◆ BRIEF
Copy the entries out again in full.

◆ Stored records

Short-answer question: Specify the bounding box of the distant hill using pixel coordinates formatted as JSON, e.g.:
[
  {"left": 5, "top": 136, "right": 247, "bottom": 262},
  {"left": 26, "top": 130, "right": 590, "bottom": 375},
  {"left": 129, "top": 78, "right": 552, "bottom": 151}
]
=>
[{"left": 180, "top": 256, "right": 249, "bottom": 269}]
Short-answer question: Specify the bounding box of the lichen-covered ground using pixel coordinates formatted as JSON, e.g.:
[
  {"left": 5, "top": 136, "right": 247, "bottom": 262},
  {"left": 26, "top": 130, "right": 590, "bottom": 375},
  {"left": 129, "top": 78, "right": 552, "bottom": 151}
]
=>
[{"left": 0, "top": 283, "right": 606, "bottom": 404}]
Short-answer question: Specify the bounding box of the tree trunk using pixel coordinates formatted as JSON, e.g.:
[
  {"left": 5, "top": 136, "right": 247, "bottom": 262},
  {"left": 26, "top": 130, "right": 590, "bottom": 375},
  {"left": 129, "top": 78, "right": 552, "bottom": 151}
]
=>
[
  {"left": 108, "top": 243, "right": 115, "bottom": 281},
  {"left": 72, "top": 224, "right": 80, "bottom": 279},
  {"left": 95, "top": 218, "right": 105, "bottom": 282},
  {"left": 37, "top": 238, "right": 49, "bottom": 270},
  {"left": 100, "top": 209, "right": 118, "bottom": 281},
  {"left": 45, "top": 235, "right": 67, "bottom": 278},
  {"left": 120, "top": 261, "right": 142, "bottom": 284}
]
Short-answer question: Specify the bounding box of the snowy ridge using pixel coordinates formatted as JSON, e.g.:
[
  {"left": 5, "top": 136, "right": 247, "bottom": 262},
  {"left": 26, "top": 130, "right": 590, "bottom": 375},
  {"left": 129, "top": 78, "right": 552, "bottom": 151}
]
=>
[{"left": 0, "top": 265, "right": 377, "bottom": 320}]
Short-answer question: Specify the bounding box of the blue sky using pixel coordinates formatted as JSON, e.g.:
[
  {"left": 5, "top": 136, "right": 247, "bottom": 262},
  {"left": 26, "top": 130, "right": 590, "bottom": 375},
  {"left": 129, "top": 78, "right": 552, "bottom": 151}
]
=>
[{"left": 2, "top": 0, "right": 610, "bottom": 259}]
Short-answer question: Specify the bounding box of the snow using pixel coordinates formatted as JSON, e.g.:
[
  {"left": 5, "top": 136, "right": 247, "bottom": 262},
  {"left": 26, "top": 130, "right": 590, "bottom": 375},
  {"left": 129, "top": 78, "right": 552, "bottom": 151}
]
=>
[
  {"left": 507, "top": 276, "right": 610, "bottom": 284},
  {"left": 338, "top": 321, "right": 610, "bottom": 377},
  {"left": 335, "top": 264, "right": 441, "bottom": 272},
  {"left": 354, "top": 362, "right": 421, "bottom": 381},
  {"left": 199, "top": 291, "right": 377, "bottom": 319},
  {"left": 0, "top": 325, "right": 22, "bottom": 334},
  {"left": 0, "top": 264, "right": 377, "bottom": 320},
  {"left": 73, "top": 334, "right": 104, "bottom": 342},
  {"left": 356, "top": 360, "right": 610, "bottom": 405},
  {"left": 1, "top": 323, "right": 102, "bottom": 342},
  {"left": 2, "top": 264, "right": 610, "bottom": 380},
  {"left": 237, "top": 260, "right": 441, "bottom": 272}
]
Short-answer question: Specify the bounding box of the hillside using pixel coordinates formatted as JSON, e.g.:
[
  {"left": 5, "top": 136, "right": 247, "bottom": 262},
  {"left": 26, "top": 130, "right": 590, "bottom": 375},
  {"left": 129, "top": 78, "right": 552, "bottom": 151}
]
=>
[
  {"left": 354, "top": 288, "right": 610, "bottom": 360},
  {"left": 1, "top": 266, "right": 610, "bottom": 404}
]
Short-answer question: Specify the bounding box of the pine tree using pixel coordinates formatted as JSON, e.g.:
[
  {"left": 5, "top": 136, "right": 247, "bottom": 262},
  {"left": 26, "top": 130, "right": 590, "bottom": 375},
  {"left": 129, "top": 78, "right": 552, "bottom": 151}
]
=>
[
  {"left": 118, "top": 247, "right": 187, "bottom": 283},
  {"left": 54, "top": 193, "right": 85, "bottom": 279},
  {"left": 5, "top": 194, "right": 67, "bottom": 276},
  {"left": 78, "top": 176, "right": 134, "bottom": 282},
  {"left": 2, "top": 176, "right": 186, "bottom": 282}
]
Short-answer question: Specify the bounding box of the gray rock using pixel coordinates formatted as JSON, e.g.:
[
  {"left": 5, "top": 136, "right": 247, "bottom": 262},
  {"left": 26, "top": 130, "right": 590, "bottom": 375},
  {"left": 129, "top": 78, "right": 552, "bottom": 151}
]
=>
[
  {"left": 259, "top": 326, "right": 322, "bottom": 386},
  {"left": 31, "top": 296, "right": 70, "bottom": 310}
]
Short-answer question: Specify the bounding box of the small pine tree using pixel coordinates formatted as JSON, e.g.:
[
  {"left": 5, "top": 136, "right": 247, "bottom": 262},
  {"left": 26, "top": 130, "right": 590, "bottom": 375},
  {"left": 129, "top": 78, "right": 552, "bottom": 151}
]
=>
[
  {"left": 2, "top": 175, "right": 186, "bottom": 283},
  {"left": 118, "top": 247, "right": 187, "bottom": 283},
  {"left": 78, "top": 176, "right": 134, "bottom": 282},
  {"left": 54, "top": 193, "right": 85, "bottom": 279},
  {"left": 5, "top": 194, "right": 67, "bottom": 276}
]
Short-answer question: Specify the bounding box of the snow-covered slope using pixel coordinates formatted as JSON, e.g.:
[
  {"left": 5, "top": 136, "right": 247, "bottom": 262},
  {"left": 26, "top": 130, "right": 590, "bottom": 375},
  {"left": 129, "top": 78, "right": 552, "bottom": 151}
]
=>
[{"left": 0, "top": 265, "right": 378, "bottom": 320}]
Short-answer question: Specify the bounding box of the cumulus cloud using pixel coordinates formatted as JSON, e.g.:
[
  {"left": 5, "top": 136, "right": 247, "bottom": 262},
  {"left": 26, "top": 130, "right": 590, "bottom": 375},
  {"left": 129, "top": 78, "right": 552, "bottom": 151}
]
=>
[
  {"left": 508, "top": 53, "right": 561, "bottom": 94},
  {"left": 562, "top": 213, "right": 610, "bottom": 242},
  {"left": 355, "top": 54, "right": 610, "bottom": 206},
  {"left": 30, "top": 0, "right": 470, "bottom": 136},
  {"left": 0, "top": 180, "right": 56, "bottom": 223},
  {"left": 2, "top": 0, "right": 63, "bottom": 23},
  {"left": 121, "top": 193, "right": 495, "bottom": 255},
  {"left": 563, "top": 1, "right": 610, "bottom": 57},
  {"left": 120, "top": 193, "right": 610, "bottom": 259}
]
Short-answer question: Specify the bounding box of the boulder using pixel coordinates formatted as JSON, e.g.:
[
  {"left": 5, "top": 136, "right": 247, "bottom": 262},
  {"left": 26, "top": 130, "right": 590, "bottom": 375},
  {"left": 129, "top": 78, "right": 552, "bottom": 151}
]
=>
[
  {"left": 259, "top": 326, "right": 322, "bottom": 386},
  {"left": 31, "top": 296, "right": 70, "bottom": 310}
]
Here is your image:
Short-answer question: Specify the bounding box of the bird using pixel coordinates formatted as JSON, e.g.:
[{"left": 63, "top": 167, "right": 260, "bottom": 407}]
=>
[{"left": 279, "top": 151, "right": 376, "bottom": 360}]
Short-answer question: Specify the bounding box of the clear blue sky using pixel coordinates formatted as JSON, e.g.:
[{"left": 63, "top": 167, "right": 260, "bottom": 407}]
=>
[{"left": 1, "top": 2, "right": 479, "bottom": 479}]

◆ ANSWER SPACE
Short-answer question: Specify the bounding box of the distant hill using pixel coordinates formatted as JSON, e.g.:
[
  {"left": 5, "top": 136, "right": 247, "bottom": 262},
  {"left": 26, "top": 130, "right": 590, "bottom": 375},
  {"left": 129, "top": 78, "right": 552, "bottom": 151}
]
=>
[{"left": 180, "top": 256, "right": 249, "bottom": 269}]
Short-answer question: Specify the bounding box of the lichen-covered ground using pixel coordinates formatted as JSON, e.g.:
[
  {"left": 5, "top": 136, "right": 247, "bottom": 262},
  {"left": 26, "top": 130, "right": 590, "bottom": 375},
  {"left": 129, "top": 78, "right": 552, "bottom": 151}
]
=>
[{"left": 0, "top": 283, "right": 606, "bottom": 404}]
Short-answer question: Specify the bounding box of the tree trunk using pixel coordinates formatted as JSON, e.g.:
[
  {"left": 5, "top": 136, "right": 247, "bottom": 262},
  {"left": 26, "top": 130, "right": 590, "bottom": 375},
  {"left": 129, "top": 78, "right": 552, "bottom": 151}
]
=>
[
  {"left": 108, "top": 243, "right": 115, "bottom": 281},
  {"left": 72, "top": 224, "right": 80, "bottom": 279},
  {"left": 95, "top": 218, "right": 105, "bottom": 282},
  {"left": 37, "top": 238, "right": 49, "bottom": 270},
  {"left": 100, "top": 209, "right": 118, "bottom": 281},
  {"left": 45, "top": 235, "right": 67, "bottom": 278},
  {"left": 120, "top": 261, "right": 142, "bottom": 284}
]
Short-answer question: Specify the bounding box of the snowy ridge using pixel coordinates formatted as JSON, e.g.:
[
  {"left": 5, "top": 136, "right": 247, "bottom": 262},
  {"left": 26, "top": 130, "right": 590, "bottom": 375},
  {"left": 129, "top": 78, "right": 552, "bottom": 151}
]
=>
[{"left": 0, "top": 265, "right": 377, "bottom": 320}]
Short-answer question: Specify the bounding box of the blue sky using pixel coordinates formatted as JSON, e.g.:
[
  {"left": 5, "top": 136, "right": 247, "bottom": 262},
  {"left": 26, "top": 130, "right": 590, "bottom": 375},
  {"left": 129, "top": 78, "right": 552, "bottom": 151}
]
=>
[{"left": 2, "top": 0, "right": 610, "bottom": 259}]
Short-answer question: Specify the bounding box of the snow using pixel coordinates formatted as JSON, e.g.:
[
  {"left": 5, "top": 136, "right": 247, "bottom": 262},
  {"left": 26, "top": 130, "right": 590, "bottom": 375},
  {"left": 129, "top": 78, "right": 552, "bottom": 151}
]
=>
[
  {"left": 507, "top": 276, "right": 610, "bottom": 284},
  {"left": 338, "top": 321, "right": 610, "bottom": 377},
  {"left": 335, "top": 264, "right": 441, "bottom": 272},
  {"left": 354, "top": 362, "right": 421, "bottom": 381},
  {"left": 199, "top": 291, "right": 377, "bottom": 319},
  {"left": 0, "top": 325, "right": 22, "bottom": 334},
  {"left": 0, "top": 264, "right": 377, "bottom": 320},
  {"left": 73, "top": 334, "right": 104, "bottom": 342},
  {"left": 356, "top": 360, "right": 610, "bottom": 405},
  {"left": 1, "top": 323, "right": 102, "bottom": 342},
  {"left": 2, "top": 264, "right": 610, "bottom": 380},
  {"left": 237, "top": 260, "right": 441, "bottom": 272}
]
Short-answer question: Specify the bounding box of the hillside using pixel coordinates formatted as JSON, e.g.:
[
  {"left": 5, "top": 136, "right": 247, "bottom": 262},
  {"left": 26, "top": 130, "right": 590, "bottom": 375},
  {"left": 129, "top": 78, "right": 552, "bottom": 151}
]
=>
[
  {"left": 354, "top": 288, "right": 610, "bottom": 360},
  {"left": 1, "top": 266, "right": 610, "bottom": 404}
]
Short-answer question: Specify the bounding box of the pine tree using pixel coordinates formatted as JSON, e.g.:
[
  {"left": 5, "top": 136, "right": 247, "bottom": 262},
  {"left": 26, "top": 130, "right": 590, "bottom": 375},
  {"left": 129, "top": 78, "right": 552, "bottom": 151}
]
=>
[
  {"left": 118, "top": 247, "right": 187, "bottom": 283},
  {"left": 54, "top": 193, "right": 85, "bottom": 279},
  {"left": 5, "top": 194, "right": 67, "bottom": 276},
  {"left": 78, "top": 176, "right": 134, "bottom": 282},
  {"left": 2, "top": 176, "right": 186, "bottom": 282}
]
Short-answer question: Specify the bounding box of the gray rock using pixel coordinates formatted as JSON, e.g.:
[
  {"left": 5, "top": 136, "right": 247, "bottom": 262},
  {"left": 26, "top": 130, "right": 590, "bottom": 375},
  {"left": 129, "top": 78, "right": 552, "bottom": 151}
]
=>
[
  {"left": 259, "top": 326, "right": 322, "bottom": 386},
  {"left": 31, "top": 296, "right": 70, "bottom": 310}
]
Short-answer question: Specify the bounding box of the small pine tree using pixel coordinates formatted as JSON, e.g.:
[
  {"left": 5, "top": 136, "right": 247, "bottom": 262},
  {"left": 26, "top": 130, "right": 590, "bottom": 375},
  {"left": 129, "top": 78, "right": 552, "bottom": 151}
]
=>
[
  {"left": 2, "top": 175, "right": 186, "bottom": 283},
  {"left": 118, "top": 247, "right": 187, "bottom": 283},
  {"left": 78, "top": 176, "right": 134, "bottom": 282},
  {"left": 54, "top": 193, "right": 85, "bottom": 279},
  {"left": 5, "top": 194, "right": 67, "bottom": 276}
]
Short-answer question: Specify the bounding box of the snow-covered slope using pixel coordinates formatted as JSON, e.g.:
[
  {"left": 5, "top": 136, "right": 247, "bottom": 262},
  {"left": 26, "top": 130, "right": 590, "bottom": 375},
  {"left": 129, "top": 78, "right": 552, "bottom": 151}
]
=>
[{"left": 0, "top": 265, "right": 378, "bottom": 320}]
Short-answer question: Specify the bounding box of the cumulus cloud using pixel coordinates formatted as JSON, e.g.:
[
  {"left": 5, "top": 136, "right": 247, "bottom": 262},
  {"left": 26, "top": 130, "right": 590, "bottom": 375},
  {"left": 129, "top": 78, "right": 552, "bottom": 151}
]
=>
[
  {"left": 508, "top": 53, "right": 561, "bottom": 94},
  {"left": 562, "top": 213, "right": 610, "bottom": 242},
  {"left": 355, "top": 54, "right": 610, "bottom": 206},
  {"left": 30, "top": 0, "right": 470, "bottom": 136},
  {"left": 0, "top": 180, "right": 56, "bottom": 223},
  {"left": 2, "top": 0, "right": 63, "bottom": 23},
  {"left": 121, "top": 193, "right": 495, "bottom": 255},
  {"left": 563, "top": 1, "right": 610, "bottom": 57},
  {"left": 120, "top": 193, "right": 610, "bottom": 259}
]
Short-answer question: Specify the bounding box of the boulder using pixel coordinates formatted as JSON, e.g.:
[
  {"left": 5, "top": 136, "right": 247, "bottom": 262},
  {"left": 26, "top": 130, "right": 590, "bottom": 375},
  {"left": 129, "top": 78, "right": 552, "bottom": 151}
]
=>
[
  {"left": 259, "top": 326, "right": 322, "bottom": 386},
  {"left": 31, "top": 296, "right": 70, "bottom": 310}
]
Here is your image:
Short-answer question: Specify the bounding box of the bird using pixel coordinates formatted as JSON, e.g.:
[{"left": 63, "top": 167, "right": 260, "bottom": 407}]
=>
[{"left": 279, "top": 151, "right": 376, "bottom": 360}]
Short-answer question: Specify the bounding box of the clear blue sky using pixel coordinates formatted as JSON, e.g.:
[{"left": 63, "top": 167, "right": 260, "bottom": 407}]
=>
[{"left": 1, "top": 2, "right": 479, "bottom": 479}]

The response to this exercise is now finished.